▶ **TEXTE D'ÉTUDE**
################

La mode
Les expositions de peinture, qui offrent aux gens du monde la primeur des oeuvres de nos maîtres les plus aimés, sont le rendez-vous des femmes les plus élégantes. A Lyon, nous allons avoir le Salon annuel. A Paris, les expositions de tableaux dans les Cercles battent leur plein.
Les toilettes à sensation n'y sont pas rares ; on s'habille beaucoup pour ces genres de réunions, et plus d'une mode s'est trouvée lancée à cette occasion.
On y arbore, malgré la température toujours froide, une tenue de demi-saison : costumes clairs, accompagnés de fourrure ou de plumes, cette dernière garniture remplacera, dès que le temps le permettra, sur les robes et sur les manteaux, la fourrure, actuellement encore obligatoire.
Pour les jeunes filles, le chapeau de feutre dominera, précédant de très peu les pailles, que l'on est impatient de revoir et qui ne le céderont en rien aux modes de l'hiver, sous le rapport de l'audace et de l'élégance. Elles s'annoncent pour la forme ronde, très mouvementées, doublées avec soin, coquettement, et bordées, soit dessus, soit dessous, de ruches et de bouillonnés.
Jusqu'ici, nous constatons la prédilection de nos grandes modistes pour un ornement bas, entourant le fond, surmonté d'une fantaisie en pointe, plumes ou ruban, plantée tout droit comme un drapeau. Mais n'empiétons pas trop sur les modes de demain ; nous y reviendrons.
C'est toujours la jaquette ou veste, qui est le vêtement à la fois simple et très habillé, surtout pour les jeunes filles. Le degré d'élégance et de richesse est apporté par les broderies, les revers, les applications et l'originalité des basques rapportées, que l'on fait, à cause même de la facilité de cette coupe, en étoffes et tissus brodés différents du fond même de la jaquette. Quelques-unes de ces basques, et ce ne sont pas les moins jolies, se font en velours assorti à celui qui fait les manches, les revers et le col Médicis.
A ce propos, notons l'apparition des redingotes ajustées, munies de la grande basque Louis XV, qui est rapportée sur la hanche, laissant libre le dos ajusté et le devant. Cette façon de l'employer est charmante. Remarqué une de ces redingotes gris bleuté, garnie d'une basque ainsi faite, en un tissu ajouré et complètement brodé dans les tons bleus, avec mélange de ganses d'argent. Cette broderie garnissait en outre les manches et le col.
On interprétera ainsi la basque rapportée, c'est certain, avec des broderies blanches ou ivoire sur les robes de printemps, qui s'annoncent délicieuses de couleur et de dessin.
Les lainages soyeux, dans les tons clairs, abondent et sont extrêmement variés de genre : pour les uns, ce sont de fines rayures multicolores ; d'autres sont semés de grosses pastilles faites de cinq à six nuances, si brouillées dans leur mélange qu'on serait embarrassé de dire de quelle couleur est cette pastille ou pistole qui donne le nom au lainage. Les rayures ombrées sur fond clair, poilues, et dont les petites franges soyeuses ont bien un centimètre, auront le plus grand succès on peut prédire cela dès maintenant. On composera avec elles d'adorables costumes de printemps.

################

▶ **DONNÉES SOURCES**
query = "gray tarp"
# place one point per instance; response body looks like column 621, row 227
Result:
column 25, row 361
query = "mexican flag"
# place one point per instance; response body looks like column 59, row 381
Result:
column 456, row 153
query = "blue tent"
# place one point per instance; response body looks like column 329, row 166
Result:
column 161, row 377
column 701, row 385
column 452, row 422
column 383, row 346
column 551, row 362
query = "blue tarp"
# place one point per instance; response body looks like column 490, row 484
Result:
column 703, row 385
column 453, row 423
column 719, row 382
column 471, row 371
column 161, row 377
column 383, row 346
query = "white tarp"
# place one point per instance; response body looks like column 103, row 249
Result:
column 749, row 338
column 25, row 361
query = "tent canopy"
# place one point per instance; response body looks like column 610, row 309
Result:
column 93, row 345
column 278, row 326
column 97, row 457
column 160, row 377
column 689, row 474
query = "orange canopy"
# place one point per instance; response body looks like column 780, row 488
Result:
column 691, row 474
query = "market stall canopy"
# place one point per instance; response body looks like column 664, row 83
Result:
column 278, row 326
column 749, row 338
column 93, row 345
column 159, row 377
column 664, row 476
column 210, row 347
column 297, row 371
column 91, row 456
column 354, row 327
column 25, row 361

################

D'après le texte d'étude, quel chapeau dominera pour les jeunes filles ? Répondez en quelques mots, s'il vous plaît.

▶ **RÉPONSE CI-DESSOUS**
Le chapeau de feutre.